Problem requirements
Starting with the line that contains "For the evaluation set, locate the skin" and going on through the end of the listing, write out every line again, requests included, multiplying each answer coordinate (the x and y values under each "Target:" line) by 1.7 and rounding to whole numbers, with halves rounded up. Leave the sample coordinates inside the requests unchanged.

Raw records:
_ _ _ _
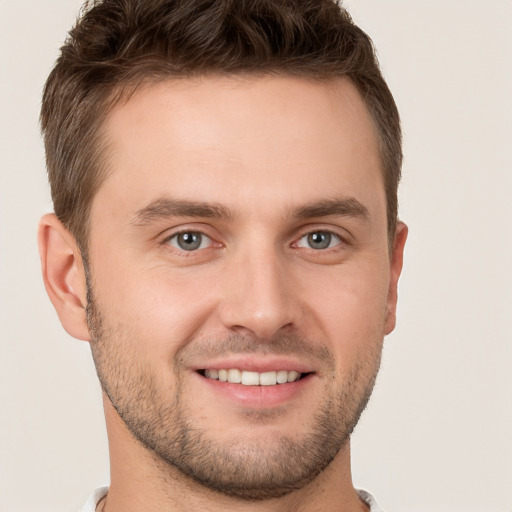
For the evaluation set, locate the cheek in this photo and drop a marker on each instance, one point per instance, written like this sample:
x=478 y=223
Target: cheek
x=160 y=310
x=348 y=304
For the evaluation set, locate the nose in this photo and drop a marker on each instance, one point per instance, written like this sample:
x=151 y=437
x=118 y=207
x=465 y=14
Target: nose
x=258 y=297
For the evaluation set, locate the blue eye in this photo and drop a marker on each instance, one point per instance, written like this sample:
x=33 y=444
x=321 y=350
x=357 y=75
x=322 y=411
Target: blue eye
x=319 y=240
x=189 y=241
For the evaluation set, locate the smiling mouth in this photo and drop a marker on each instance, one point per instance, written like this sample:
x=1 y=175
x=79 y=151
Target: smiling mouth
x=246 y=378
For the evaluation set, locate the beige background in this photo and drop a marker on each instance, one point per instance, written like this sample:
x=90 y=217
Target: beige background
x=438 y=432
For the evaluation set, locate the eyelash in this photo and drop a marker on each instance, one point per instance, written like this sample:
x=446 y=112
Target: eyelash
x=341 y=242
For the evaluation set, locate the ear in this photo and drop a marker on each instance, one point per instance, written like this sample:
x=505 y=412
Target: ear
x=397 y=257
x=64 y=275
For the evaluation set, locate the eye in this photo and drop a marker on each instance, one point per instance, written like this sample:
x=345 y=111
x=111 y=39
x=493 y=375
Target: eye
x=189 y=241
x=319 y=240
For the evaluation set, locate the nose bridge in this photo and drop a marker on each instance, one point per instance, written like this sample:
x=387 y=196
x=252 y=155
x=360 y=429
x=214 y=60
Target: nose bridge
x=258 y=297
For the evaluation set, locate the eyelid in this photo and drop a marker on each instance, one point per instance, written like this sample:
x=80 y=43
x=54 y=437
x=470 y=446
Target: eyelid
x=202 y=230
x=342 y=234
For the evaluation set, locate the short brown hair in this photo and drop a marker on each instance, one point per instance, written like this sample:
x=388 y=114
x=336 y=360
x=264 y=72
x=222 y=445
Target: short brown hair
x=118 y=44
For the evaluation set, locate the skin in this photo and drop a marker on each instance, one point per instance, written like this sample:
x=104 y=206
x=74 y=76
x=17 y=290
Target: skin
x=263 y=150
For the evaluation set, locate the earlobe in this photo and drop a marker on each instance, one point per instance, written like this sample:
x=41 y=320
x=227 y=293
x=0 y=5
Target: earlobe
x=63 y=275
x=396 y=263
_ _ _ _
Result for this task
For the evaluation set, locate the skin in this photo and drop a marker on each instance, one point per instance, written like this sample:
x=104 y=206
x=74 y=76
x=17 y=290
Target: skin
x=447 y=255
For the evaluation set, locate the earlobe in this photo and drop a marker on each instance, one point per instance, written like this sample:
x=41 y=320
x=227 y=293
x=0 y=5
Target: earlobe
x=107 y=468
x=673 y=447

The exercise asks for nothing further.